» **TEXT FOR ANALYSIS**:
UV sanitizing devices (need answer mildly fast?)

My parents are coming to visit next week. They own one of those boxes that supposedly uses UV to sanitize things like masks (their main use for it), and I expressed interest in looking into such devices. They suggested that I get one for myself that they could use during their visit (theirs takes up quite a bit of luggage space).

Well, I’m looking into them, and all the ones I’ve seen on Amazon so far with multiple reviews have at least one person claiming that it doesn’t use UV light, and therefore doesn’t work at all. Then there’s the issues of time (both how long its cycle takes and how long it’ll take to get here) and whether it covers all sides of what’s inside…

Anyone out there have more experience with these kinds of things that can give me the SD? Brand recommendations? Am I better off telling my parents to bring their own, or somehow convince them that they won’t need such a device for two weeks? I sort of took their ownership for granted, now that I think about it. I have to figure this out one way or the other soon, since they arrive on Sunday.

What I have read is that it is mostly woo, that primarily puts money in the seller’s pocket. My daughter had one in March 2020-we ‘disinfected’ our cell phones with it, til it broke 6 weeks in use. I think leaving masks out in sunlight probably works as well, but I have no cites. Laundering masks is what the CDC recommends and I’m sure their site has a useful page that could be forwarded to your folks on disinfecting objects. Techniques that wouldn’t involve transporting a bulky, considerably delicate object cross time zones for questionable benefit. “There’s a sucker born every……”

That said, here’s the cdc page on cleaning objects in the household. Electronics like phones is at the very bottom of the page. This addresses UV light for disinfecting:

Sounds like you getting a packet of electronic cleaning wipes would serve you all better than the woo-woo theatrics cleaner. There is a list of epa approved cleaners on that same page. Careful use of one of those will suffice.

https://www.cdc.gov/coronavirus/2019-ncov/prevent-getting-sick/disinfecting-your-home.html

I was more hoping to use it with masks, to get more life out of them before doing a wash, especially with the paper ones that are meant to be disposable.

That would be using a $50 UV box to be able to re-use $10 worth of paper masks. Plus those masks are called disposable because they should be disposed of after use. They aren’t certified to be beneficial if used outside parameters. Here’s what the cdc says about reusing disposable masks:

….The CDC does not recommend the reuse of disposable surgical masks that are intended to be used once. The FDA recognizes that there may be availability concerns with surgical masks during the COVID-19 public health emergency, but there are strategies to conserve surgical masks….

Now that masks are readily available every where it behooves us to use them as intended, vs when a year ago we didn’t know where our next mask was coming from.

Data entries:
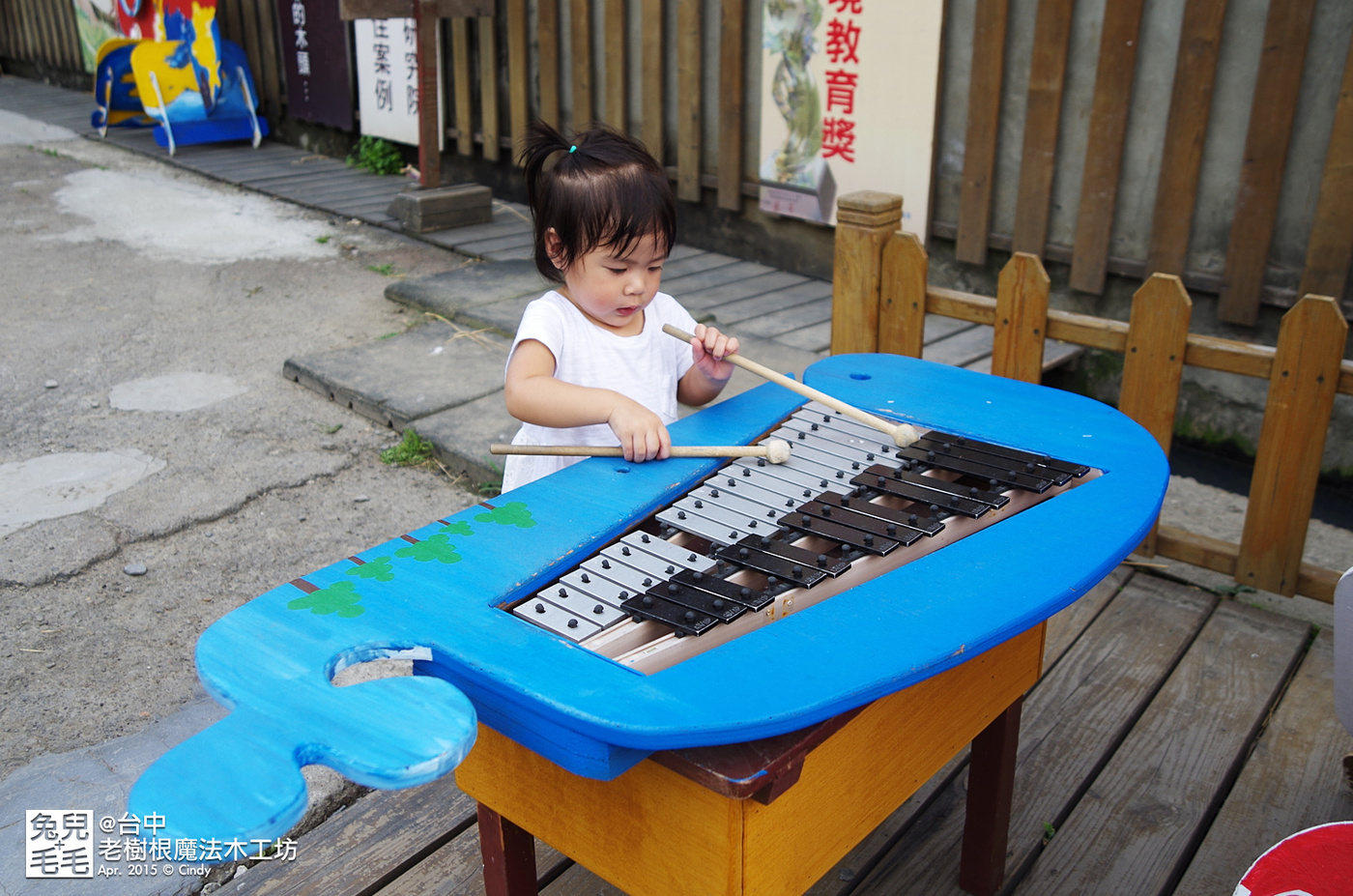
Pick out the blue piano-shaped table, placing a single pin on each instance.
(936, 650)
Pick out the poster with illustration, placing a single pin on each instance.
(849, 103)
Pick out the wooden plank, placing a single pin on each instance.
(963, 348)
(518, 77)
(1289, 783)
(358, 848)
(1073, 722)
(487, 85)
(687, 99)
(618, 71)
(865, 220)
(579, 27)
(1272, 112)
(731, 105)
(651, 41)
(1062, 631)
(270, 77)
(1042, 119)
(1287, 462)
(902, 295)
(1220, 557)
(984, 110)
(547, 46)
(1152, 800)
(1105, 145)
(1181, 159)
(1330, 247)
(1021, 318)
(1154, 361)
(253, 36)
(460, 85)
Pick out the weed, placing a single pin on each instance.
(376, 156)
(415, 451)
(494, 486)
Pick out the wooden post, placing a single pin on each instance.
(518, 87)
(579, 27)
(687, 99)
(731, 105)
(429, 142)
(618, 71)
(1153, 361)
(509, 855)
(1287, 465)
(487, 85)
(547, 43)
(1021, 318)
(902, 295)
(865, 220)
(991, 792)
(460, 80)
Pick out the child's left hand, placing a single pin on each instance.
(709, 348)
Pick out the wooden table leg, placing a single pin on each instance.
(509, 854)
(991, 787)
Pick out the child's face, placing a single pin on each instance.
(615, 288)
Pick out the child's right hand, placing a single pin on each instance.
(640, 430)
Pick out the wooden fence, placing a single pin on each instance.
(879, 304)
(1274, 107)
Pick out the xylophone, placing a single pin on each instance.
(460, 595)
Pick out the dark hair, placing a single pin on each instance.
(601, 188)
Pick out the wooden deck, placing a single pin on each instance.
(1173, 737)
(741, 297)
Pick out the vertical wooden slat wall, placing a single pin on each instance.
(1195, 72)
(1330, 247)
(1105, 151)
(1272, 112)
(984, 107)
(1281, 63)
(1044, 114)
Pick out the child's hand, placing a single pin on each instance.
(709, 348)
(640, 430)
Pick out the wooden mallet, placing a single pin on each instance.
(774, 451)
(902, 433)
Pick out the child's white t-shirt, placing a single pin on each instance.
(645, 367)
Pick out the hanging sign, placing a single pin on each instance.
(388, 80)
(849, 103)
(314, 51)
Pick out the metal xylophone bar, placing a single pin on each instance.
(737, 540)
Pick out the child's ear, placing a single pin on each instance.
(555, 249)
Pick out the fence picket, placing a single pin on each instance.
(1021, 318)
(902, 295)
(1153, 362)
(1287, 463)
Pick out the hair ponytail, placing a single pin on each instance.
(602, 188)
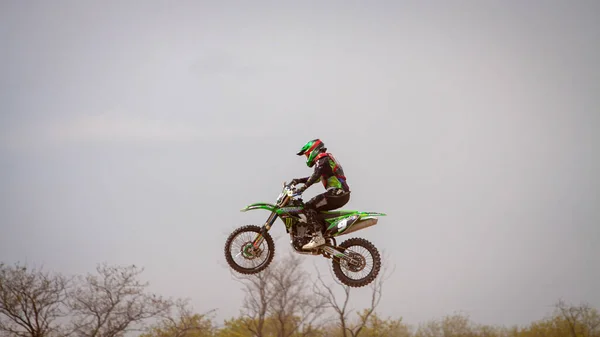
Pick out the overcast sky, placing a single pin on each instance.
(134, 132)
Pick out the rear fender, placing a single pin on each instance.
(260, 205)
(343, 224)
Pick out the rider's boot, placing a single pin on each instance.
(318, 239)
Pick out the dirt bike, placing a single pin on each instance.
(257, 248)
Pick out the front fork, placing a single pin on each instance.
(265, 228)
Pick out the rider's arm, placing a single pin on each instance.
(314, 177)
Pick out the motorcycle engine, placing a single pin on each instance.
(301, 235)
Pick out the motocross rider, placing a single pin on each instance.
(337, 193)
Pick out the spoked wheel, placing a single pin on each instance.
(248, 252)
(363, 266)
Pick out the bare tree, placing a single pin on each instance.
(259, 295)
(294, 309)
(279, 295)
(582, 320)
(31, 301)
(183, 323)
(340, 307)
(113, 302)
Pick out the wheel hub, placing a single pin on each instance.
(249, 251)
(356, 263)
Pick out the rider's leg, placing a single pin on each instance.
(323, 202)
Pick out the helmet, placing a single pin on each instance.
(311, 150)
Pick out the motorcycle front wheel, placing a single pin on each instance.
(243, 255)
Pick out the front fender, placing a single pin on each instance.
(259, 205)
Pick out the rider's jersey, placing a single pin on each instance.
(330, 171)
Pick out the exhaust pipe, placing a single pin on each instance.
(360, 225)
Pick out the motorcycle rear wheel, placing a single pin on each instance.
(340, 266)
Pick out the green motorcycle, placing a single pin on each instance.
(250, 249)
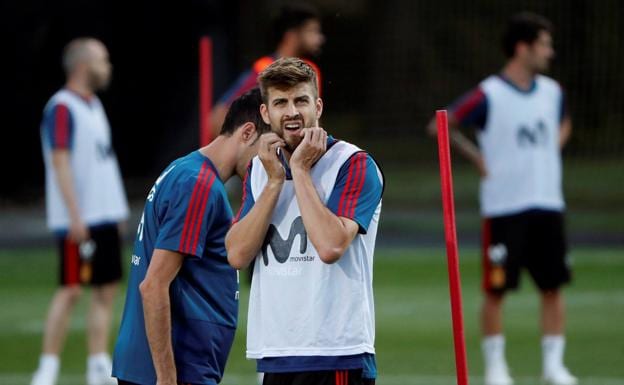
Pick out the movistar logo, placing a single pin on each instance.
(532, 136)
(280, 246)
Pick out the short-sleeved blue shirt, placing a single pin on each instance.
(186, 211)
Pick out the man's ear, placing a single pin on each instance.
(319, 108)
(248, 131)
(264, 111)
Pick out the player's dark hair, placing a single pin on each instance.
(291, 16)
(285, 73)
(523, 27)
(245, 108)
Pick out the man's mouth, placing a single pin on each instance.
(293, 125)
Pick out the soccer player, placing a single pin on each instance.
(309, 219)
(182, 300)
(296, 33)
(521, 127)
(85, 203)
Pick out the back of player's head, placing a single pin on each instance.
(523, 27)
(292, 16)
(76, 51)
(245, 108)
(286, 73)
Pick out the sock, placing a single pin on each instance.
(494, 350)
(49, 363)
(98, 360)
(552, 351)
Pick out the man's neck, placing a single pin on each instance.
(519, 74)
(79, 88)
(222, 154)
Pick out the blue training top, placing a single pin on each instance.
(186, 211)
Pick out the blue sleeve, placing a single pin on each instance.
(187, 214)
(247, 201)
(58, 127)
(470, 109)
(358, 190)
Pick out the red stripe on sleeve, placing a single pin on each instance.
(469, 104)
(357, 190)
(343, 196)
(201, 195)
(61, 126)
(201, 212)
(240, 210)
(189, 211)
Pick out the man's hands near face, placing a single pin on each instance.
(310, 150)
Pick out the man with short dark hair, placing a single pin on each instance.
(522, 124)
(309, 218)
(182, 300)
(85, 203)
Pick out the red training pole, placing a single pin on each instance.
(205, 89)
(451, 247)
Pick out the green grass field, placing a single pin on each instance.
(414, 337)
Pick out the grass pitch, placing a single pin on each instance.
(414, 335)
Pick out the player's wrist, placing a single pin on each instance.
(275, 182)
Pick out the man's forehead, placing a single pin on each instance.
(301, 89)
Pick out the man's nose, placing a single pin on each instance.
(291, 109)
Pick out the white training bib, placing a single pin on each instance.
(520, 145)
(299, 305)
(97, 180)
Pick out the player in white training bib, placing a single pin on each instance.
(309, 218)
(521, 127)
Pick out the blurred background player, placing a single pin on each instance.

» **WHAT IS EXPECTED**: Return, word for word, the portion of the UV sanitizer discussion between "Sounds like you" and "those will suffice.", inclusive.

» **EXERCISE RESULT**:
Sounds like you getting a packet of electronic cleaning wipes would serve you all better than the woo-woo theatrics cleaner. There is a list of epa approved cleaners on that same page. Careful use of one of those will suffice.